──────── SUPPLIED MATERIAL ────────
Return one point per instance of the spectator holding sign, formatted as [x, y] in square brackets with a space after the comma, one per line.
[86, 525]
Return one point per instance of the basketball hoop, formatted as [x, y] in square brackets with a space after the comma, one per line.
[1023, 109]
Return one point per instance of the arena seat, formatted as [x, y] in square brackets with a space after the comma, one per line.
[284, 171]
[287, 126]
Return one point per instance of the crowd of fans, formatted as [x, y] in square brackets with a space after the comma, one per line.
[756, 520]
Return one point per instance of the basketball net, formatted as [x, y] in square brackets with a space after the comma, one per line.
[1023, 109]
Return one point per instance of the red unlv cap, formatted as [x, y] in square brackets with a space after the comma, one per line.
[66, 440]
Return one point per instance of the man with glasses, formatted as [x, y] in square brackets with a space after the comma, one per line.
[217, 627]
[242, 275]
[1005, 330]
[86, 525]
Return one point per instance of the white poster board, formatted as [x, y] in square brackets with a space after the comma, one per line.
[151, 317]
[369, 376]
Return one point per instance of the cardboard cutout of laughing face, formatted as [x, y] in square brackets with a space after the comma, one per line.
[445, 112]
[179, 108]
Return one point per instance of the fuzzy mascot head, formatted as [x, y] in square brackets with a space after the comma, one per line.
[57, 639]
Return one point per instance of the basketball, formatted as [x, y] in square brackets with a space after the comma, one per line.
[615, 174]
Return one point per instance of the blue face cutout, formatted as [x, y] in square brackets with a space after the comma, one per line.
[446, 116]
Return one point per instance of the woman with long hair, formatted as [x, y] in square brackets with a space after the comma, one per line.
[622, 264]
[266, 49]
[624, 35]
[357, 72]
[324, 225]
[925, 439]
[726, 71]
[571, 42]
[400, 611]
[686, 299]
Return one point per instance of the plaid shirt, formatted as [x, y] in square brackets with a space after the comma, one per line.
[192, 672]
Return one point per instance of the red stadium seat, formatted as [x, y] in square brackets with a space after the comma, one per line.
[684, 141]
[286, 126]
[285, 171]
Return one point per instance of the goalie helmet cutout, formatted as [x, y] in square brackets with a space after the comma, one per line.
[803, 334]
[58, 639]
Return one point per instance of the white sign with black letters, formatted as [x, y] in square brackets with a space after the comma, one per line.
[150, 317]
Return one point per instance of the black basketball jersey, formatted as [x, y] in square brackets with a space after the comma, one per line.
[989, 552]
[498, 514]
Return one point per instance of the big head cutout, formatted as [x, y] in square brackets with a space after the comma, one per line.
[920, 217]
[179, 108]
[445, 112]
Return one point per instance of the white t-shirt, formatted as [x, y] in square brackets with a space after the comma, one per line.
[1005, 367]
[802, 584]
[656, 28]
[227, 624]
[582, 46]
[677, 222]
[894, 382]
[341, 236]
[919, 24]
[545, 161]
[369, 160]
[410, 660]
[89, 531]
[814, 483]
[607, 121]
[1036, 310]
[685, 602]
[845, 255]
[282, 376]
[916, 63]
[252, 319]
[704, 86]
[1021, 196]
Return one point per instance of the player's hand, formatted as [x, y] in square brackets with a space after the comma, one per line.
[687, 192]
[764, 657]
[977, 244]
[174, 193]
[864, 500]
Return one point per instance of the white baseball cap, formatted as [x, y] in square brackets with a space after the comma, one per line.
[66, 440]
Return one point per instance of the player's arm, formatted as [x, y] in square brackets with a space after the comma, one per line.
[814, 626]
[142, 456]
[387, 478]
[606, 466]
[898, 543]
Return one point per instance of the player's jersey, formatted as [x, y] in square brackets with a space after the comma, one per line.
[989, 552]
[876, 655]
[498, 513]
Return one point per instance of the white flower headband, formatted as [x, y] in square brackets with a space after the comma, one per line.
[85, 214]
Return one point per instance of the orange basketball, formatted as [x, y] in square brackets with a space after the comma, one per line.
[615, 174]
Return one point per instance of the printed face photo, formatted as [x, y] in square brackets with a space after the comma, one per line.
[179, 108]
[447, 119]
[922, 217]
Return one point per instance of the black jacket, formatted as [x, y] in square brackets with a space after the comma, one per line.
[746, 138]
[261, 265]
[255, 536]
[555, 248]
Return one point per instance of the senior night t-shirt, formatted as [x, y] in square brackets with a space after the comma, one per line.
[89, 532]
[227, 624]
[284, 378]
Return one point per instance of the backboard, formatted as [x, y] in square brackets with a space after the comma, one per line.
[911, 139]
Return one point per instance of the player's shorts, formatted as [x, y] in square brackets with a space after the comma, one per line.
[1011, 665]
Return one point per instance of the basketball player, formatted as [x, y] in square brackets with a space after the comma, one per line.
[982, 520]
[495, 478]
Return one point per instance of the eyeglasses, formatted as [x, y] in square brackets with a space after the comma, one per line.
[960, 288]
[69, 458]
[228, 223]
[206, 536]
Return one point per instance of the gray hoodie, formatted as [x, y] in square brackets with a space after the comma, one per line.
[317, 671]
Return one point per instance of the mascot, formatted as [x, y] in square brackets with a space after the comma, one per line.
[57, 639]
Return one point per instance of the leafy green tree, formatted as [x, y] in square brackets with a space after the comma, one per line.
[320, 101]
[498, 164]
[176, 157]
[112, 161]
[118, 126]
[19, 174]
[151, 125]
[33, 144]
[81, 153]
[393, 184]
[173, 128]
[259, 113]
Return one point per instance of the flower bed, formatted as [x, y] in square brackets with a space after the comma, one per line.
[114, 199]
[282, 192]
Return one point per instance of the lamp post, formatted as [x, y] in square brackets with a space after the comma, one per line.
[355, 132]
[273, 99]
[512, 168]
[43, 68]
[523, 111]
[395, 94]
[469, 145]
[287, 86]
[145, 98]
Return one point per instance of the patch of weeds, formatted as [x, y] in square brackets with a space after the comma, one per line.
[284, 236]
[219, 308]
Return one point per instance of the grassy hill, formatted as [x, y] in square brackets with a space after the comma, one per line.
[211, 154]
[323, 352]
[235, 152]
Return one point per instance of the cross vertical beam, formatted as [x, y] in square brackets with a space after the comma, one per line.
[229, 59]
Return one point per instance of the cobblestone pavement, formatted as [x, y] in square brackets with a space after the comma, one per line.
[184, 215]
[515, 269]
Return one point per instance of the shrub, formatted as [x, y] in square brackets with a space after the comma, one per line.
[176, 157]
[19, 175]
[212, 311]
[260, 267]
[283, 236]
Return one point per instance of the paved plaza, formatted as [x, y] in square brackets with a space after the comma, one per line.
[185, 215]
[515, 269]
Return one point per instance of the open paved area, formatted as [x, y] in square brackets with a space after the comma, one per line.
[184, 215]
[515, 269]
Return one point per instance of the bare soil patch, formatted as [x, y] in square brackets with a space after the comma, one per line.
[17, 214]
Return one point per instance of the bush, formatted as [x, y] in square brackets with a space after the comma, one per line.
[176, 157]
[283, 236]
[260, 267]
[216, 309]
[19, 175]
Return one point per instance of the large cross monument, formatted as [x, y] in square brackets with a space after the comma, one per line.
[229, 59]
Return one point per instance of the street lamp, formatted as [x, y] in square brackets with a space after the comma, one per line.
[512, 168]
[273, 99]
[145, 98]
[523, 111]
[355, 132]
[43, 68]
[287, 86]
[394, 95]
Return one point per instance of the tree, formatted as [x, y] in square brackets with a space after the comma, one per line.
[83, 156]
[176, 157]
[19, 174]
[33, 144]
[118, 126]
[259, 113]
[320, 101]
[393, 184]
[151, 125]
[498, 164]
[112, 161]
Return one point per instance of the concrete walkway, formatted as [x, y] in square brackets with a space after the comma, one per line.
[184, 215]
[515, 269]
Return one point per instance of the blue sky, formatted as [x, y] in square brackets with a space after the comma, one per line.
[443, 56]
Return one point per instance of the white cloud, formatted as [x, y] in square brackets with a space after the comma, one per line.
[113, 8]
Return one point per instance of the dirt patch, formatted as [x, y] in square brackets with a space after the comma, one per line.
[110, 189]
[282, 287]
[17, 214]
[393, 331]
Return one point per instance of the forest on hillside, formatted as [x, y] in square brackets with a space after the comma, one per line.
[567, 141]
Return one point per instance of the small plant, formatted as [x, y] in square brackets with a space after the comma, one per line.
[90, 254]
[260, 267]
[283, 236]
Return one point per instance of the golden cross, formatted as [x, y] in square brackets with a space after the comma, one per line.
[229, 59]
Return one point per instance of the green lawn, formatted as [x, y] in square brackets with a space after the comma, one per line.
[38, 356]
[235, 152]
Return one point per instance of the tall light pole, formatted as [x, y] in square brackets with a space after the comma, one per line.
────────
■ PROBLEM DESCRIPTION: Only the stretch of lines that begins with the one holding "Return one point per instance of the green" and ends with the last line above belongs in the answer; please write it out exactly.

■ TASK ANSWER:
Return one point per instance of the green lawn, formatted as [x, y] in square brackets with a space after the comma, one per line.
[38, 356]
[235, 152]
Return one point per instance of the tall light pole, formatted as [x, y] in square brackets with a space after the comma, one per line.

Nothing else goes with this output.